**YOUR TASK**
Rewrite these records with "pin a single point" replaced by "place one point" everywhere and nothing else changed. Omit the pictures from your output.

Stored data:
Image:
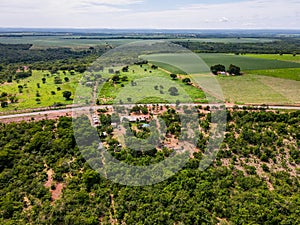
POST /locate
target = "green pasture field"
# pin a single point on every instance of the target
(189, 62)
(289, 73)
(145, 92)
(227, 40)
(258, 89)
(27, 99)
(245, 62)
(284, 57)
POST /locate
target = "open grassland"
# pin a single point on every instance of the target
(146, 85)
(260, 90)
(168, 67)
(288, 73)
(284, 57)
(190, 63)
(245, 62)
(30, 91)
(227, 40)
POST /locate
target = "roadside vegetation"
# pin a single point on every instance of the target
(255, 178)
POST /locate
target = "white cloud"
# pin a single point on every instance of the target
(224, 19)
(121, 14)
(113, 2)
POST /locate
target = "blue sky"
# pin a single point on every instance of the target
(172, 14)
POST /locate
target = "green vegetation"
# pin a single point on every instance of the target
(27, 92)
(289, 73)
(168, 67)
(279, 46)
(282, 57)
(259, 90)
(146, 85)
(191, 64)
(254, 180)
(245, 62)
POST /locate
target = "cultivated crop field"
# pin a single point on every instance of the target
(289, 73)
(284, 57)
(189, 62)
(245, 62)
(47, 93)
(146, 85)
(260, 90)
(268, 81)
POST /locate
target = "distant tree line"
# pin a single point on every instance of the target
(280, 46)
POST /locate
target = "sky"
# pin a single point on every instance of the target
(152, 14)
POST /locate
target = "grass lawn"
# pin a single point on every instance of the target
(228, 40)
(148, 87)
(288, 73)
(191, 64)
(284, 57)
(245, 62)
(259, 89)
(27, 99)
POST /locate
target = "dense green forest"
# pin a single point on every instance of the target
(254, 180)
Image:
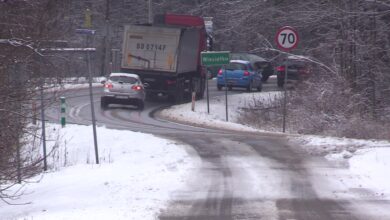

**IN RESPONSE**
Image:
POST /locate
target = "green pasture field"
# place one point on every instance of the target
(189, 62)
(289, 73)
(145, 92)
(227, 40)
(258, 89)
(27, 99)
(245, 62)
(284, 57)
POST /locate
target = "open grassland"
# place one point on every instance of the target
(146, 85)
(260, 90)
(168, 67)
(288, 73)
(284, 57)
(190, 63)
(245, 62)
(30, 91)
(227, 40)
POST /locate
target = "roadside vegetation"
# place one point on every instance of the target
(255, 178)
POST /locate
target = "white cloud"
# place one point on every instance of the target
(224, 19)
(121, 14)
(113, 2)
POST /locate
target = "blue sky"
# place one point on every instance of the target
(172, 14)
POST /locate
target = "green vegetation"
# place one point on every instance of the target
(27, 92)
(289, 73)
(168, 67)
(279, 46)
(282, 57)
(259, 90)
(146, 85)
(191, 64)
(254, 180)
(245, 62)
POST /locate
target = "cultivated crop field"
# place one point on every instance of the target
(289, 73)
(284, 57)
(189, 62)
(245, 62)
(47, 93)
(146, 85)
(260, 90)
(268, 81)
POST /locate
target = "distant tree line"
# place one point on every instance of the target
(280, 46)
POST /locate
target = "sky"
# place one point on every instance of the target
(152, 14)
POST /locate
target = "grass lawn"
# place one point on every instance of the target
(228, 40)
(148, 87)
(288, 73)
(191, 64)
(284, 57)
(245, 62)
(259, 89)
(27, 99)
POST /locate
target = "dense green forest"
# place one point on every instance of the target
(254, 180)
Image:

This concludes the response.